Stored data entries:
________________________

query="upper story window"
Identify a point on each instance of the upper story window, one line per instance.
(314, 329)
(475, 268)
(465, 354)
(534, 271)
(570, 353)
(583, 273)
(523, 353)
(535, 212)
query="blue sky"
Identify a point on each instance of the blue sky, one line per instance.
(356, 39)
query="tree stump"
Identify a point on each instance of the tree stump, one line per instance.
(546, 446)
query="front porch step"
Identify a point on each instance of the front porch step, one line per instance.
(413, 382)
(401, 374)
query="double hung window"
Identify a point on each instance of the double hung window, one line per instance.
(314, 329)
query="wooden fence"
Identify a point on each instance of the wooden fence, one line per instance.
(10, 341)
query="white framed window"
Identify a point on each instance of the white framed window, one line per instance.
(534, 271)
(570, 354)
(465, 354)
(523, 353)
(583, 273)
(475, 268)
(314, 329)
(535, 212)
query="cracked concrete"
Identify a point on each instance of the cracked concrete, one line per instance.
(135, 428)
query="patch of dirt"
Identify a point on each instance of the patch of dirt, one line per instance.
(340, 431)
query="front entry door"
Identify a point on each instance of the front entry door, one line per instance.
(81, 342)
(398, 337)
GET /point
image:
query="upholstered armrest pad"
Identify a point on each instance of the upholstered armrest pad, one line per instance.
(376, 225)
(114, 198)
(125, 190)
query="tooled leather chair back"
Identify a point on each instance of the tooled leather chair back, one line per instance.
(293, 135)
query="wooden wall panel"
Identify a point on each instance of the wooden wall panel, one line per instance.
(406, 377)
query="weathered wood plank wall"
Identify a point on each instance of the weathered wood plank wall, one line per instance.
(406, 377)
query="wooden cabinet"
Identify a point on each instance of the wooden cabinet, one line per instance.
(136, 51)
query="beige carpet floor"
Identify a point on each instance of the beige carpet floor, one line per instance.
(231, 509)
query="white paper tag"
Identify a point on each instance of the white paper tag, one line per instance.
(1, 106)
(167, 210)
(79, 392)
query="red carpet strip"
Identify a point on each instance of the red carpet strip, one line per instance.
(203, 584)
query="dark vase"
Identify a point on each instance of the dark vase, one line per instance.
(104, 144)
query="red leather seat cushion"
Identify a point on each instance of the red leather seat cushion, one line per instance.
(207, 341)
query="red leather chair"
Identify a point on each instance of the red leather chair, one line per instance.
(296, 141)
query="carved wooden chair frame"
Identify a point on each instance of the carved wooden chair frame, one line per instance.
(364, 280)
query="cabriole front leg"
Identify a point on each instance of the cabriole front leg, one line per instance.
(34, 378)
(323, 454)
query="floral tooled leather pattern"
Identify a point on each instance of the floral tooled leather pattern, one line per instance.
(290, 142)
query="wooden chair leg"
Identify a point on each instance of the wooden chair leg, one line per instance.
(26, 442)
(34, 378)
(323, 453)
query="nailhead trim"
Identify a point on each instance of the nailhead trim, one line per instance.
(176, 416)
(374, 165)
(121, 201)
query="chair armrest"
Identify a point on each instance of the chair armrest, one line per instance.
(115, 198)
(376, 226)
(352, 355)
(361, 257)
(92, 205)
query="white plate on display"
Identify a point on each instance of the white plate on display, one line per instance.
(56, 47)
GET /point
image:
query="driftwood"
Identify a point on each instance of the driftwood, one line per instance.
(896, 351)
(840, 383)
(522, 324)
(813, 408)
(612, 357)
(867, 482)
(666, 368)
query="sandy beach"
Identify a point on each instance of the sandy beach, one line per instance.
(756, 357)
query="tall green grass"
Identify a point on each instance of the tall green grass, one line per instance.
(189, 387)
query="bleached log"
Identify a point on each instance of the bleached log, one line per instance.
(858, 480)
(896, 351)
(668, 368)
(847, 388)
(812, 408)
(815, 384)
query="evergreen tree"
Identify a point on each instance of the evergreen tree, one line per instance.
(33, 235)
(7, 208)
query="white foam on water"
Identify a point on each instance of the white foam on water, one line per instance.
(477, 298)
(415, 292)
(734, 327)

________________________

== WHAT YOU ARE ASKED TO DO ==
Give every entry again, character for character.

== OUTPUT FOR THIS TASK ==
query="upper story window"
Identify a point on each instance of the upper story window, one line per instance.
(314, 329)
(475, 268)
(465, 354)
(534, 271)
(570, 353)
(583, 273)
(523, 353)
(535, 212)
query="blue sky"
Identify a point on each instance of the blue sky, one line per instance.
(356, 39)
query="tree stump"
Identify a point on each instance of the tree stump, one line per instance.
(546, 446)
query="front porch step"
Identify a point on each instance of the front porch step, one line per instance.
(413, 382)
(401, 374)
query="double hung window"
Identify a point on each instance of the double hung window, one line per instance.
(314, 329)
query="wooden fence"
Identify a point on each instance of the wooden fence, one line per instance.
(10, 341)
query="white framed window"
Identify a point on each instance of the white framed window, one line per instance.
(534, 271)
(570, 354)
(465, 354)
(523, 353)
(583, 273)
(475, 268)
(314, 329)
(535, 212)
query="cracked concrete"
Identify a point on each instance of the cracked concrete, one line per instance.
(135, 428)
query="patch of dirt"
Identify a point on each instance of the patch of dirt, one line per instance.
(340, 431)
query="front entry door"
Identify a point on each instance of the front entry door, one line per instance.
(81, 342)
(398, 337)
GET /point
image:
query="upholstered armrest pad"
Identify a point on each instance of the upholstered armrest pad, one line per instance.
(376, 225)
(114, 198)
(125, 190)
query="tooled leather chair back"
Identify a point on each instance of the tooled leather chair back, one line per instance.
(293, 135)
query="wooden wall panel"
Identify a point on each instance of the wooden wall panel, one line per instance.
(406, 377)
query="weathered wood plank wall"
Identify a point on each instance of the weathered wood plank wall, one line per instance.
(406, 377)
query="wooden cabinet"
Identify a point on each instance of the wooden cabinet, one line per instance.
(136, 51)
query="beige carpet floor"
Identify a point on each instance of the beige carpet floor, one line per instance.
(231, 509)
query="white paper tag"
Identify a point on each instance of the white paper tag, one line per instance.
(1, 106)
(167, 210)
(79, 392)
query="red carpet strip"
Identify a point on each instance of the red carpet strip, one line per instance.
(203, 584)
query="dark vase"
Identify a point on each instance of the dark vase, one line per instance.
(104, 144)
query="red leather seat cushion"
Identify a point on each instance of the red leather seat cushion, one line per instance.
(207, 341)
query="red leather chair"
Identify a point on each instance of the red leather chair, one line per instance.
(296, 141)
query="carved wooden chair frame"
Identify a point on each instance of the carved wooden chair frame, one line per instance.
(364, 280)
query="cabriole front leg"
Identify a point on each instance of the cabriole front leg, one line per instance.
(34, 378)
(323, 454)
query="floral tooled leather pattern"
Identify a point on each instance of the floral tooled leather pattern, one line per instance.
(290, 142)
query="wooden chair leg"
Identify a point on each instance of the wooden chair leg, one line per instance.
(26, 442)
(34, 378)
(323, 453)
query="nailhead trim"
Identify a point on each instance of the nailhead trim, one line per instance.
(176, 416)
(374, 165)
(121, 201)
query="chair armrest"
Identify a point on each instance of the chair armrest, one line per instance.
(115, 198)
(376, 226)
(352, 355)
(361, 257)
(92, 205)
query="white plate on display"
Identify a point on each instance of the white plate on display, one line per instance.
(56, 47)
GET /point
image:
query="driftwood"
Identify a point on each instance of the driftwood, one line per instance.
(896, 351)
(840, 383)
(522, 324)
(813, 408)
(612, 357)
(867, 482)
(666, 368)
query="sandy beach"
Identify a point on each instance of the sandy beach, one line per instance.
(756, 357)
query="tall green grass"
Identify a point on each instance of the tall green grass, one line per instance.
(189, 387)
query="bleached log"
Identify a point on each instance of the bleached log, one line per instance.
(858, 480)
(896, 351)
(668, 368)
(847, 388)
(812, 408)
(815, 384)
query="evergreen tree"
Identify a point on each instance of the evergreen tree, one line per instance.
(33, 235)
(7, 208)
query="white foam on water"
Identify a point on each instance of the white foam on water, one line per instance.
(477, 298)
(415, 292)
(734, 327)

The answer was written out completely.